__Task item__. For each line in the records that contains "window", make a copy.

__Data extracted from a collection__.
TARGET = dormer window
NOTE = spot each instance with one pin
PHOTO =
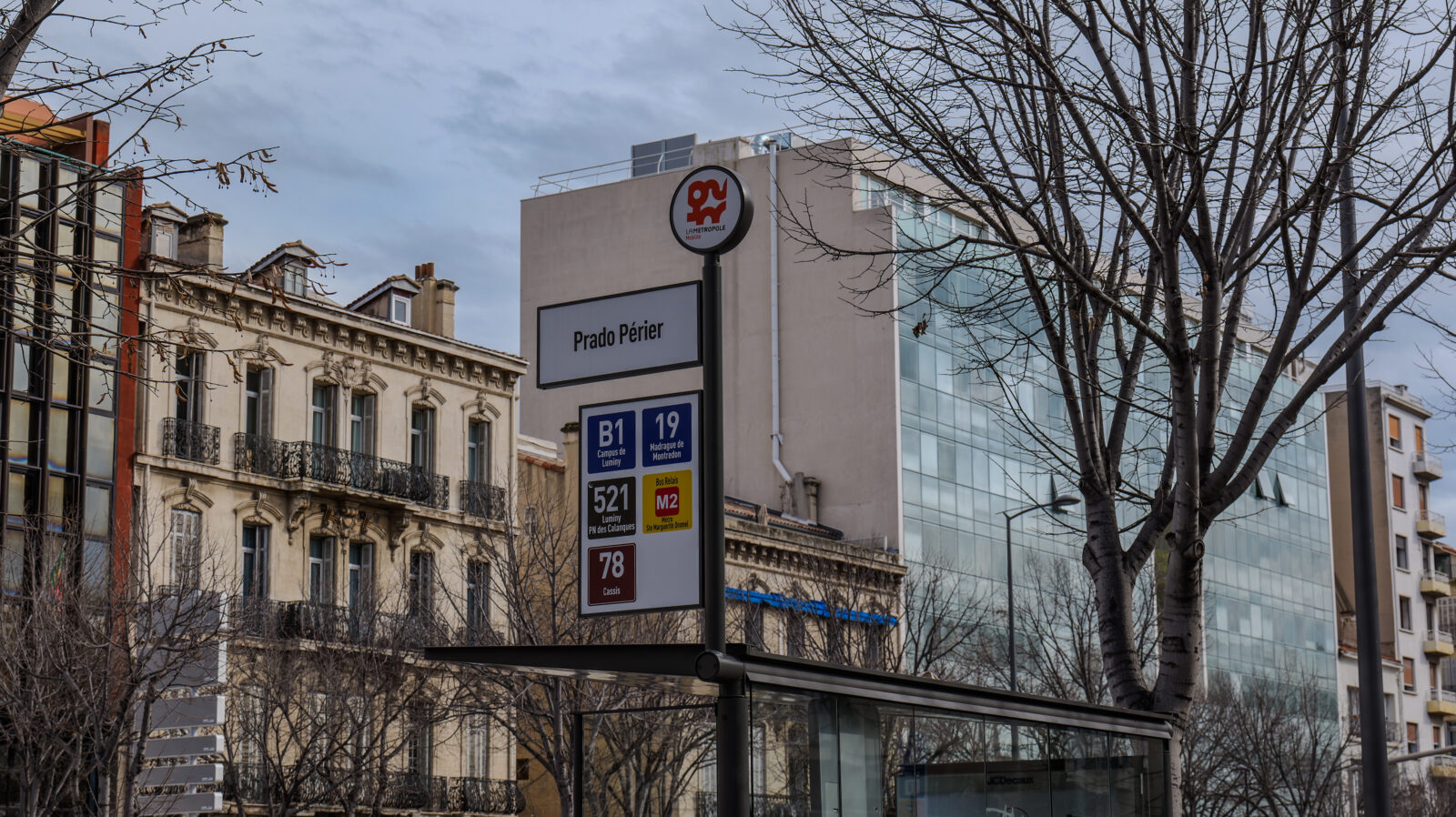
(164, 239)
(295, 280)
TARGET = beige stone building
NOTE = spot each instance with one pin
(1412, 576)
(337, 470)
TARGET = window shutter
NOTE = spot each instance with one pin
(328, 571)
(369, 424)
(266, 402)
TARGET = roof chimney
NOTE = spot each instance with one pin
(200, 242)
(433, 308)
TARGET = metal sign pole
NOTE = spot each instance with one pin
(715, 616)
(733, 700)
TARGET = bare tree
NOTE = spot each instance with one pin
(89, 649)
(647, 756)
(945, 623)
(1266, 746)
(44, 62)
(1147, 175)
(1057, 640)
(337, 708)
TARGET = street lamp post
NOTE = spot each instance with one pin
(1062, 501)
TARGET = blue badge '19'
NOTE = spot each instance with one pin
(667, 434)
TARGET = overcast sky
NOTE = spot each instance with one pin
(410, 131)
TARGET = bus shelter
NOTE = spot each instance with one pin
(839, 741)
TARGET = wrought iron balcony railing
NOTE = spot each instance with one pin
(487, 797)
(1392, 730)
(364, 627)
(259, 783)
(759, 804)
(188, 440)
(337, 467)
(482, 499)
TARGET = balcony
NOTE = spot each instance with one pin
(1441, 702)
(188, 440)
(1427, 467)
(313, 620)
(1431, 525)
(257, 783)
(337, 467)
(1439, 644)
(1392, 730)
(482, 499)
(1436, 583)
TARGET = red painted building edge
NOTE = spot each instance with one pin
(128, 366)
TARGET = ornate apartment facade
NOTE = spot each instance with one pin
(339, 472)
(1414, 580)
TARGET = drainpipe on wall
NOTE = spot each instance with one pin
(776, 438)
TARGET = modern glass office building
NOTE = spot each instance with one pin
(972, 452)
(63, 252)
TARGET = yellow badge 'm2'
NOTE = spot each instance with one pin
(667, 501)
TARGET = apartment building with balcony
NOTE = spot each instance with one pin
(1412, 576)
(339, 474)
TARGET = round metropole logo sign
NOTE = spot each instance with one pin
(711, 210)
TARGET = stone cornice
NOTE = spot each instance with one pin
(752, 545)
(331, 328)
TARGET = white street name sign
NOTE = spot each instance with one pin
(618, 335)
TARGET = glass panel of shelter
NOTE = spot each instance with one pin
(839, 756)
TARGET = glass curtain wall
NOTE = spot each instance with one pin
(976, 443)
(62, 320)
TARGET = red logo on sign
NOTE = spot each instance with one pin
(698, 196)
(667, 501)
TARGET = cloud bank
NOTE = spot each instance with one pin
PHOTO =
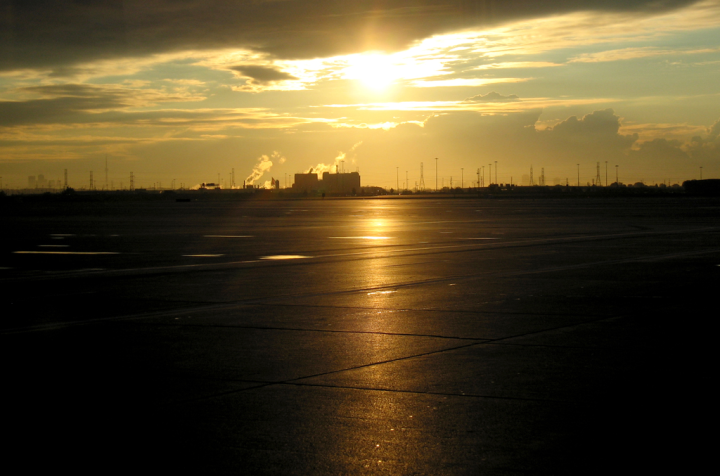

__Response to the exercise__.
TARGET = dormer window
TARGET = window shutter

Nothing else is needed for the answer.